▸ Instructions for the task
Please return every line of the records that contains the word "below".

Dataset records
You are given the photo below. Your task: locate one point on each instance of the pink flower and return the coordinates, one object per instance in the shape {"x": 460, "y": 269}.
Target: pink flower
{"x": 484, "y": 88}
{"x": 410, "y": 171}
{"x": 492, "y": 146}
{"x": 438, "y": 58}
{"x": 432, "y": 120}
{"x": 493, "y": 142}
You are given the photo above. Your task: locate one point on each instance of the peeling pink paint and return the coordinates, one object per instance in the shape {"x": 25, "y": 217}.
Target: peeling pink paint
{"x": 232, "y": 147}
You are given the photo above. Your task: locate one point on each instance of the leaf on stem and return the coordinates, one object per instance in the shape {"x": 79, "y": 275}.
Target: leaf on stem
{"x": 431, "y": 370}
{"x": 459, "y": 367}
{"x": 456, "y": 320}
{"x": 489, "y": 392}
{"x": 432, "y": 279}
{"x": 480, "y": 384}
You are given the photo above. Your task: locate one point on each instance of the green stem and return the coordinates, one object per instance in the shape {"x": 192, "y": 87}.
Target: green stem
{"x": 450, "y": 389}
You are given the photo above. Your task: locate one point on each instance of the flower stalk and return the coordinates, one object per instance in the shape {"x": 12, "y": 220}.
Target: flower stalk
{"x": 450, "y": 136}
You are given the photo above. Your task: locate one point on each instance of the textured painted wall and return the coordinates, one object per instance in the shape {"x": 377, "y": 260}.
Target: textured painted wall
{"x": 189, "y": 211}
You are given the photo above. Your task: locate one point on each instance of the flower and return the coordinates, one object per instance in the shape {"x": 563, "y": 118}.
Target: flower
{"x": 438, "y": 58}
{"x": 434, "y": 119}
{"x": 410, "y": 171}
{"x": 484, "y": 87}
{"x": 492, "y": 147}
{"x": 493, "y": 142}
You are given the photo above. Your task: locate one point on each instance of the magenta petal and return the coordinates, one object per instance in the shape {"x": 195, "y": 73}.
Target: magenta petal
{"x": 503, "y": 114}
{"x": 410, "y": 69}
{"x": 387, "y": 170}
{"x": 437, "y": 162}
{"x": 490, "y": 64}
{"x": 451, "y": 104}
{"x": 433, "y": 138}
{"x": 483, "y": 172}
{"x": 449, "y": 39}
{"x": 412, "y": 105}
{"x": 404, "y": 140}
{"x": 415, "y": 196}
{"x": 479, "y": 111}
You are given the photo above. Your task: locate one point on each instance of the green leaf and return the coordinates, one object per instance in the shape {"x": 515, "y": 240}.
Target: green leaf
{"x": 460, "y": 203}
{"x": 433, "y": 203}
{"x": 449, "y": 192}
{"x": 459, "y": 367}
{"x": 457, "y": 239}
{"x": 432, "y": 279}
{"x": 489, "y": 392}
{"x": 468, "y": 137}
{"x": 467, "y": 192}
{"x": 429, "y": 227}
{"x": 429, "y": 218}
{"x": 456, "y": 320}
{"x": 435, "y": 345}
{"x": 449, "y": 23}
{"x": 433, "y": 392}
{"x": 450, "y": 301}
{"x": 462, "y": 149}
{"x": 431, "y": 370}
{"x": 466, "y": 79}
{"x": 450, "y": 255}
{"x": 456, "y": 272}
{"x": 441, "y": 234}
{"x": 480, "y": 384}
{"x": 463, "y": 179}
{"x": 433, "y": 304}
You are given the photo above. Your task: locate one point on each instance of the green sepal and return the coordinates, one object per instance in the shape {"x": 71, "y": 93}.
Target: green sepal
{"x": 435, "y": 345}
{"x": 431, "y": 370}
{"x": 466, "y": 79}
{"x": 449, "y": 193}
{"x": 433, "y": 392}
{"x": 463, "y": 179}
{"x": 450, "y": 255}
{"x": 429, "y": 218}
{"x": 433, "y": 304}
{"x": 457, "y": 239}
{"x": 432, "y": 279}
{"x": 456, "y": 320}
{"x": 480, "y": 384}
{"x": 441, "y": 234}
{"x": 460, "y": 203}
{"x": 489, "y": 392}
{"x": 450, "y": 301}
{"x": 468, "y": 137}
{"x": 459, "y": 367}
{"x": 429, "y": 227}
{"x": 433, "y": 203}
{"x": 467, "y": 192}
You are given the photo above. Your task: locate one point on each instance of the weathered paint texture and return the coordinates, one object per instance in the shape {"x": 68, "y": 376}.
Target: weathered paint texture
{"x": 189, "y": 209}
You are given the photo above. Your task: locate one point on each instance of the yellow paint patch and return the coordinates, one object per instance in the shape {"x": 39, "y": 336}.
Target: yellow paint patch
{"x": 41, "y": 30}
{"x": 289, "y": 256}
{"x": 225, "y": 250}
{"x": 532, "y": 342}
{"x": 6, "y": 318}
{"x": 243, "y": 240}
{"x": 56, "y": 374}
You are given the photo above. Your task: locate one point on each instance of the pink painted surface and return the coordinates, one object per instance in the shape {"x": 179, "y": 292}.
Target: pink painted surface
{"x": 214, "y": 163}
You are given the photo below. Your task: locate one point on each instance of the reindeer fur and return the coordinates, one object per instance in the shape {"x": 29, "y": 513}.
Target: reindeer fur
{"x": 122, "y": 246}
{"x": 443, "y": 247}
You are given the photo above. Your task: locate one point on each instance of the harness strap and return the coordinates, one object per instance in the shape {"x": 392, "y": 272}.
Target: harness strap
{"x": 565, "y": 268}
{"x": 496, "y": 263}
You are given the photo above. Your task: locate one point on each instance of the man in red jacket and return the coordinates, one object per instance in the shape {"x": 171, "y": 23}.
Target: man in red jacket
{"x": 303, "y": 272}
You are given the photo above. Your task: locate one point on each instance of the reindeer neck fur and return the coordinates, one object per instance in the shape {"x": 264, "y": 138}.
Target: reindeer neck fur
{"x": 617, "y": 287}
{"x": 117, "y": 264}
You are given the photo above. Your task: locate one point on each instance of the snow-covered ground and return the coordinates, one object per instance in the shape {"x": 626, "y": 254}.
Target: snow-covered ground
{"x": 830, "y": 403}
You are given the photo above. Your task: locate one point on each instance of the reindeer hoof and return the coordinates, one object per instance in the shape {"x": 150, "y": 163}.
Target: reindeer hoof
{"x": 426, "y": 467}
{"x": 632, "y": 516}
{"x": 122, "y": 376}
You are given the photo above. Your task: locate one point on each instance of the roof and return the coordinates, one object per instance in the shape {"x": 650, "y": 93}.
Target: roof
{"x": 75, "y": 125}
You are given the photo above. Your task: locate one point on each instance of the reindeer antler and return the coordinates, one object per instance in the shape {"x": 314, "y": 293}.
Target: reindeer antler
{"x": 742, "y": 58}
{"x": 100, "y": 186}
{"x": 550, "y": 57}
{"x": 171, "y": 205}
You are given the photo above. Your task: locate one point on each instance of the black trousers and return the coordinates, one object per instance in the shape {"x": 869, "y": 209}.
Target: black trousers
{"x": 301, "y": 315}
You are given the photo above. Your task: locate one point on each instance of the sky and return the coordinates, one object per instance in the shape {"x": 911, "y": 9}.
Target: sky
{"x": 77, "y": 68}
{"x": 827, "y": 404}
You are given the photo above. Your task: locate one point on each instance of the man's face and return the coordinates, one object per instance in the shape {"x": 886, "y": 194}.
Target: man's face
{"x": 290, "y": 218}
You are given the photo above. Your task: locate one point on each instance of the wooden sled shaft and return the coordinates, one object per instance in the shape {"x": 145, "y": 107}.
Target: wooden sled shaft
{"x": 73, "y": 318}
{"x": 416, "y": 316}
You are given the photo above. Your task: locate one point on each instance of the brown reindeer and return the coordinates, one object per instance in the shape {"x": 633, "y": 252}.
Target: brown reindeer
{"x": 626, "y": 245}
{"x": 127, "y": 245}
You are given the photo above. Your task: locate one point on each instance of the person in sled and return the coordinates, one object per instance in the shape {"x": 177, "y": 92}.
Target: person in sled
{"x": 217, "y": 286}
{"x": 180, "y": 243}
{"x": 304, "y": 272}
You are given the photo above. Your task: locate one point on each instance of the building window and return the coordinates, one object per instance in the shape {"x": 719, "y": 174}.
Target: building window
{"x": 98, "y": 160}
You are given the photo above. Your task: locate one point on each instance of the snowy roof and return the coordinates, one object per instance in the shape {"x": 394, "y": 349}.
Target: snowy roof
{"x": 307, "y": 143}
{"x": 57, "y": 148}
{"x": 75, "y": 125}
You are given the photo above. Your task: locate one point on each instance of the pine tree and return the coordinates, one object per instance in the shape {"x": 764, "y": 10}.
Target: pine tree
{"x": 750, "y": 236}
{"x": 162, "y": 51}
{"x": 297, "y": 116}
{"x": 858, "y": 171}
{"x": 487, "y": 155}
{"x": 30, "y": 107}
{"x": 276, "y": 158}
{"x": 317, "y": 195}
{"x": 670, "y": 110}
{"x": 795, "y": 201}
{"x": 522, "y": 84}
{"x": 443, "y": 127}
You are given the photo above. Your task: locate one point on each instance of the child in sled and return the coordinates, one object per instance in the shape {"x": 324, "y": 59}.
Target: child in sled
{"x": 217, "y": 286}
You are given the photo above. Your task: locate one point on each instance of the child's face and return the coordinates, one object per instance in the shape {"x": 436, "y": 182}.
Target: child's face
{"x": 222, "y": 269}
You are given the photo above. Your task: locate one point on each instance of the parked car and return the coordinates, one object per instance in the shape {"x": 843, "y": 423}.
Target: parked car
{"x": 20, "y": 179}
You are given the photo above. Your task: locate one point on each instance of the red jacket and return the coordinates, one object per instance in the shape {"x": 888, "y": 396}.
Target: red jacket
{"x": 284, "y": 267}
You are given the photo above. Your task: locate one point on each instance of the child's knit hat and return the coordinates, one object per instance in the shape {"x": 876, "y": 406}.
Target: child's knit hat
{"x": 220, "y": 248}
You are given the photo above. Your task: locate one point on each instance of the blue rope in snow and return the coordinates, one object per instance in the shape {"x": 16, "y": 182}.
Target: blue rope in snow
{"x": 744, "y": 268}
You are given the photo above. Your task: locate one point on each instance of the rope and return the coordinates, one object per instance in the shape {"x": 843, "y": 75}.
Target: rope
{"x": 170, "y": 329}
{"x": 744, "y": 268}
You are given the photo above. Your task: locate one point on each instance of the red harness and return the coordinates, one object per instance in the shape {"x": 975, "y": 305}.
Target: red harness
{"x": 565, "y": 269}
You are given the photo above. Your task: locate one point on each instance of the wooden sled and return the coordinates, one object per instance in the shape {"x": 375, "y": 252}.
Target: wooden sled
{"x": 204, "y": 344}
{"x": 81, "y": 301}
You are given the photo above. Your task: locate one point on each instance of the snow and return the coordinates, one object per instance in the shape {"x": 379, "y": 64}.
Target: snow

▸ Exercise solution
You are given the photo below. Your task: locate one point on each instance of the pink flower and return the coordinates, one object per instance in the shape {"x": 460, "y": 269}.
You are given the photo below. Your task: locate one point on each instance of the reindeer fur and return the coordinates, one object per instance in the shape {"x": 29, "y": 513}.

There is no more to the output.